40 Year Veteran of Financial Sector Analysis Sees REITs as a Potential Hedge for Rising Interest Rates: A Wall Street Transcript Interview with Thomas S. Mitchell, Senior Analyst at Miller Tabak + Co., LLC

67 WALL STREET, New York - November 6, 2013 - The Wall Street Transcript has just published its REITs Report offering a timely review of the sector to serious investors and industry executives. This special feature contains expert industry commentary through in-depth interviews with public company CEOs, Equity Analysts and Money Managers. The full issue is available by calling (212) 952-7433 or via The Wall Street Transcript Online.

Topics covered: Pricing Power Outlook - Acquisition and Financing Costs - Apartment, Lodging, Self-Storage and Office REITs - Consolidation Activity - REIT Access to Capital

Companies include: Walgreen Co. (WAG), Realty Income Corp. (O), Avalonbay Communities Inc. (AVB), Equity Residential (EQR), Home Properties Inc. (HME) and many others.

In the following excerpt from the REITs Report, Tom Mitchell, an expert in financial sector analysis for over 40 years, discusses his outlook for the real estate finance and his top stock picks:

...for 11 or 12 years, since the early 2000s, we think almost the whole REIT sector has tended to trade on net asset value, as opposed to dividend yield or some other combination that would throw it into direct competition with, say, utility stocks. Generally speaking, the analysts and investors who followed the net asset value, rather than focus on valuation parameters, were the ones who made the most money and did not miss potential profits.

What's very interesting is this period where, if we're going to get higher long-term interest rates, we ought - emphasis on ought - to have an economy where occupancies are rising for office and retail and other sectors of the REIT market and rents should be moving up, even though interest rates present a headwind in another way.

_Supplied records_
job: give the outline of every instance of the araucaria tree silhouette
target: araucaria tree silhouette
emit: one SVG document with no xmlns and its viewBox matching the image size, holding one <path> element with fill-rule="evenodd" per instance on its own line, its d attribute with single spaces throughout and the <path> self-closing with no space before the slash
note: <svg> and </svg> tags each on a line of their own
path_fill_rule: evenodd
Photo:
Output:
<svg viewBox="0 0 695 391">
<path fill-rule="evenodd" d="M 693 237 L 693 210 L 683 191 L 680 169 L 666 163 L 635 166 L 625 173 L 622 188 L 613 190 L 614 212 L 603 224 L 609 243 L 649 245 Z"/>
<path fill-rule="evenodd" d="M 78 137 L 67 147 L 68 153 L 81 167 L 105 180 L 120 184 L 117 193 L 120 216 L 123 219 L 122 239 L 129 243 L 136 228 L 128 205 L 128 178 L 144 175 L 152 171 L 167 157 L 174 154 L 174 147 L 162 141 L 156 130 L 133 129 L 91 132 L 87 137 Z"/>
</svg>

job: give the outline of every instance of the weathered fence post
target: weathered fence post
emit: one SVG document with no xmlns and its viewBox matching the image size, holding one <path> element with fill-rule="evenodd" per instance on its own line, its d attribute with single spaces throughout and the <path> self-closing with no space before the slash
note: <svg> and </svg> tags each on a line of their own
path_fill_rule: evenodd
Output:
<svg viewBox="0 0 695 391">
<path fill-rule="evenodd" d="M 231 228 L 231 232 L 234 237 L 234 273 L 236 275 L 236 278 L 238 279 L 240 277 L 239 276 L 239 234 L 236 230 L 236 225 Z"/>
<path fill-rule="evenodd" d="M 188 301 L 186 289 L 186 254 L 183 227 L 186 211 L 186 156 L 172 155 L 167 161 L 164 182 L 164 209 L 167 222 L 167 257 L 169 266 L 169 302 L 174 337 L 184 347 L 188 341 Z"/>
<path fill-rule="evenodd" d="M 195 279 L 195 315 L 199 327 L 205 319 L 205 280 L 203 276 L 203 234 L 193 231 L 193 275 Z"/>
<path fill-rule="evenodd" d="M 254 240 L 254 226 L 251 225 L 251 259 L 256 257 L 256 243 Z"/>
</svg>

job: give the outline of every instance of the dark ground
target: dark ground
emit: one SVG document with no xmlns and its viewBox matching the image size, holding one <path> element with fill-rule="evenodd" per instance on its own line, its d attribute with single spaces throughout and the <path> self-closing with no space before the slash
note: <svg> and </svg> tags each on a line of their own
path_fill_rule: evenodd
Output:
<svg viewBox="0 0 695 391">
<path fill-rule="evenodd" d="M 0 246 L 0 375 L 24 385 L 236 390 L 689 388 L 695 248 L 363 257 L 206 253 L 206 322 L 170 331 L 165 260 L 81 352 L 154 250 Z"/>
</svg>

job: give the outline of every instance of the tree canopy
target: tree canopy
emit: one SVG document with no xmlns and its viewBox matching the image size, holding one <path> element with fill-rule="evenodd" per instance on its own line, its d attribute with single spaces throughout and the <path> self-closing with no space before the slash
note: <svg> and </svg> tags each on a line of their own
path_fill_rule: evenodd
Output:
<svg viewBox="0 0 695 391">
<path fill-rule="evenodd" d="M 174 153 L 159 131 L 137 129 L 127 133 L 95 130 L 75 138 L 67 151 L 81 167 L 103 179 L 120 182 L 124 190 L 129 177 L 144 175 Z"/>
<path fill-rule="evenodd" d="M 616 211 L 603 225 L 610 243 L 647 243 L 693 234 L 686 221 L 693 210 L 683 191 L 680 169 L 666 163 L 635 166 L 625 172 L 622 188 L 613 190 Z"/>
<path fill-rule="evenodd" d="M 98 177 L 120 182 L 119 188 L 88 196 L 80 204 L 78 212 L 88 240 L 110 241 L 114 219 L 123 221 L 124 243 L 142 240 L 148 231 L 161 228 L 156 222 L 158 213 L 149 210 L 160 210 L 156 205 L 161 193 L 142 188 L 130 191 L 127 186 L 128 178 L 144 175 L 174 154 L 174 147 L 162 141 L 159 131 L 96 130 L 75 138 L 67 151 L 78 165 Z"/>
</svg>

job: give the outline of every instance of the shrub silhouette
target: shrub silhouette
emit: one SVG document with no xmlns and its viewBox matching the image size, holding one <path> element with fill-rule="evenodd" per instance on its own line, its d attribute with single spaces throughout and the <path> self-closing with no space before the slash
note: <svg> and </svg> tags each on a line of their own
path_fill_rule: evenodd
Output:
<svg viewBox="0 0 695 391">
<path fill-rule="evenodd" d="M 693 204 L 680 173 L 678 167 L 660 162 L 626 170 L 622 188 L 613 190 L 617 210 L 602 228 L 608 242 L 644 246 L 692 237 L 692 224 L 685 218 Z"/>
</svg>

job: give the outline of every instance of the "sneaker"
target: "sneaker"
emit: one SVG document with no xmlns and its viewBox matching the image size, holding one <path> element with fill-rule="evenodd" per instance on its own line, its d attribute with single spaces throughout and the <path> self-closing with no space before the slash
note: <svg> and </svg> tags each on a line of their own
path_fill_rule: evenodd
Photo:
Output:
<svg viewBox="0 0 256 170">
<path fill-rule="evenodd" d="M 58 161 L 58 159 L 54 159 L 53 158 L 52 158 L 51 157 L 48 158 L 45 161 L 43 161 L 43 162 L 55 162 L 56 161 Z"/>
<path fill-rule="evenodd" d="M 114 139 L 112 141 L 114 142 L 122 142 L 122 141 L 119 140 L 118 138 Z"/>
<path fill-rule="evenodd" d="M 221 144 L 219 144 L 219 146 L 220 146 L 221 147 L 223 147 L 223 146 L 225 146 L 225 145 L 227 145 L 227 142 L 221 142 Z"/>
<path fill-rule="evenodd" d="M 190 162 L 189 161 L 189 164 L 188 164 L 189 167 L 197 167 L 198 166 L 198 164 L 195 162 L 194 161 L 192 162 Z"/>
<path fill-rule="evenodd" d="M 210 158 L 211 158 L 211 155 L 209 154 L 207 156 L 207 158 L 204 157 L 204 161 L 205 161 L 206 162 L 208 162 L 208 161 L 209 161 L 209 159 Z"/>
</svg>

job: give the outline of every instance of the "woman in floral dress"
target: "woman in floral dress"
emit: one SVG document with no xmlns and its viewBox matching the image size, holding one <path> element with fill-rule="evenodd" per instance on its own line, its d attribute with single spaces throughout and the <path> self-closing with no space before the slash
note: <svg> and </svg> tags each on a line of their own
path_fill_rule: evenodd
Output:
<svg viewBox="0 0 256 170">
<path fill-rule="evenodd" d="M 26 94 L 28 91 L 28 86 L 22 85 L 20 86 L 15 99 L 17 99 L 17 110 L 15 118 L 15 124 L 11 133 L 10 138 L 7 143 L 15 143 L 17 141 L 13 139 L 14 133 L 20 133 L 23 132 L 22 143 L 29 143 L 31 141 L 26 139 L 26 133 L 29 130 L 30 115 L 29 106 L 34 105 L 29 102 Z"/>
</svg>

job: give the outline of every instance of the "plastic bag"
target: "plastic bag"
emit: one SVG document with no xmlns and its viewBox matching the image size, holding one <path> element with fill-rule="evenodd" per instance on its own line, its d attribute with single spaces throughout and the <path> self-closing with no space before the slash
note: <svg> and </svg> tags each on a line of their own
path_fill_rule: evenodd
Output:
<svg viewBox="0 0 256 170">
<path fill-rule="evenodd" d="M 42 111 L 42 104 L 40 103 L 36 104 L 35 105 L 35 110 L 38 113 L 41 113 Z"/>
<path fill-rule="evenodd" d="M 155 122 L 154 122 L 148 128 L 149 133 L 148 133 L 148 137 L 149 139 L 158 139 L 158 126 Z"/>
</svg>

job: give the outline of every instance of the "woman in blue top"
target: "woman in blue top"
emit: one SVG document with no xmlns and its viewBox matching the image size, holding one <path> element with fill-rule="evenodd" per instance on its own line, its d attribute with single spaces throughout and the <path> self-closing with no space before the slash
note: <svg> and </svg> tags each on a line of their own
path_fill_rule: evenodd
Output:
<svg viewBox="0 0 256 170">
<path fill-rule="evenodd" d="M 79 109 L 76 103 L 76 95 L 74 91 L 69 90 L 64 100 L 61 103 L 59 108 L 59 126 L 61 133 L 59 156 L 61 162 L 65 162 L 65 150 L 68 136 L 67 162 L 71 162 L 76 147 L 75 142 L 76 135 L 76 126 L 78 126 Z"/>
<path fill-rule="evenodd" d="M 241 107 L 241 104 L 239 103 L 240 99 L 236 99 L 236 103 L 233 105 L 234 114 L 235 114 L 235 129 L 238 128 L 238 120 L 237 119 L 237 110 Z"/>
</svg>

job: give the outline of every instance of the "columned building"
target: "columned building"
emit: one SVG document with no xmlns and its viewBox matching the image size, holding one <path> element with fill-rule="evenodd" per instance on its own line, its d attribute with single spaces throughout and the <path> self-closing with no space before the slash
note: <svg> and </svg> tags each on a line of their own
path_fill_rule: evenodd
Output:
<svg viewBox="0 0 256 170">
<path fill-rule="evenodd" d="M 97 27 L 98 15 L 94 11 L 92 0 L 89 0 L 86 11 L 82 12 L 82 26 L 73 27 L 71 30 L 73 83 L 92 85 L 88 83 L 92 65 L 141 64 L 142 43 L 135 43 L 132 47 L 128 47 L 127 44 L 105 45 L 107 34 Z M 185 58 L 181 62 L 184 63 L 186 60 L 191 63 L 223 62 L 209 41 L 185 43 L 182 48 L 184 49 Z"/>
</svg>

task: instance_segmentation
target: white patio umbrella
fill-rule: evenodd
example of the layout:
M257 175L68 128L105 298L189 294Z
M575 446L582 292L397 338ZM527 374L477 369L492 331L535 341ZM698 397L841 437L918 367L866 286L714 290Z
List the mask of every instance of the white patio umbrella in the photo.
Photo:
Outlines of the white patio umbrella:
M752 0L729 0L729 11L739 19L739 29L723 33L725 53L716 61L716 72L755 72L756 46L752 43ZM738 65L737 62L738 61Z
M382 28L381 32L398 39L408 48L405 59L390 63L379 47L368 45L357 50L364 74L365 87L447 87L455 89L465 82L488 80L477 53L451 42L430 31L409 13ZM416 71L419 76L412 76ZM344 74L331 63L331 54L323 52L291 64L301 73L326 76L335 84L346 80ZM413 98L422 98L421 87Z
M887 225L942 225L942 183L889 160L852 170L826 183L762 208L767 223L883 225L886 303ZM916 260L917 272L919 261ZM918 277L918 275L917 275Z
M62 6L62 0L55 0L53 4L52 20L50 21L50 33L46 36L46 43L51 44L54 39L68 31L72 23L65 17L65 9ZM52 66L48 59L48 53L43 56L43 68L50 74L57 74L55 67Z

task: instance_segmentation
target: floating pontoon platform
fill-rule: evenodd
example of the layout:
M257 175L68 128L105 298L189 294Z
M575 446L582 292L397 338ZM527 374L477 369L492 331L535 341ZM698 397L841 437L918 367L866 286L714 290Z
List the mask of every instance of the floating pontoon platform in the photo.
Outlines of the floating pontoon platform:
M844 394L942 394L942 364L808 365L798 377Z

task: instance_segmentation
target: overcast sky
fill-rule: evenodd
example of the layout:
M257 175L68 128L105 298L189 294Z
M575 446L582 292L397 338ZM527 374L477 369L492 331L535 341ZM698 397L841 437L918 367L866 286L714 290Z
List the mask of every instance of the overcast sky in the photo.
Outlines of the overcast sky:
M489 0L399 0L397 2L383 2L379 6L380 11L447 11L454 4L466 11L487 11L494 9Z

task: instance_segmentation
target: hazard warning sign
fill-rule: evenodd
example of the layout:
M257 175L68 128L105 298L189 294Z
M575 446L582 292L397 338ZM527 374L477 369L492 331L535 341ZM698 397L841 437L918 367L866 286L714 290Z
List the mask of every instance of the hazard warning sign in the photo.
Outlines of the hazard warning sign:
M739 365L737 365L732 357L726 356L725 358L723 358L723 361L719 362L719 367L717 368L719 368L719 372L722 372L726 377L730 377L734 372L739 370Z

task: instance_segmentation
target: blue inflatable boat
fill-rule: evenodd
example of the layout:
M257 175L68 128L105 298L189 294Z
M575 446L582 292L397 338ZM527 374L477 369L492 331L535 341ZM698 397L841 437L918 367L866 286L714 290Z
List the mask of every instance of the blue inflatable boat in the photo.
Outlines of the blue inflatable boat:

_What is expected_
Copy the part of the REITs press release that begins at "67 WALL STREET, New" and ends after "and many others.", putting "Portfolio Managers" in place of "Money Managers".

_Written reply_
67 WALL STREET, New York - November 6, 2013 - The Wall Street Transcript has just published its REITs Report offering a timely review of the sector to serious investors and industry executives. This special feature contains expert industry commentary through in-depth interviews with public company CEOs, Equity Analysts and Portfolio Managers. The full issue is available by calling (212) 952-7433 or via The Wall Street Transcript Online.

Topics covered: Pricing Power Outlook - Acquisition and Financing Costs - Apartment, Lodging, Self-Storage and Office REITs - Consolidation Activity - REIT Access to Capital

Companies include: Walgreen Co. (WAG), Realty Income Corp. (O), Avalonbay Communities Inc. (AVB), Equity Residential (EQR), Home Properties Inc. (HME) and many others.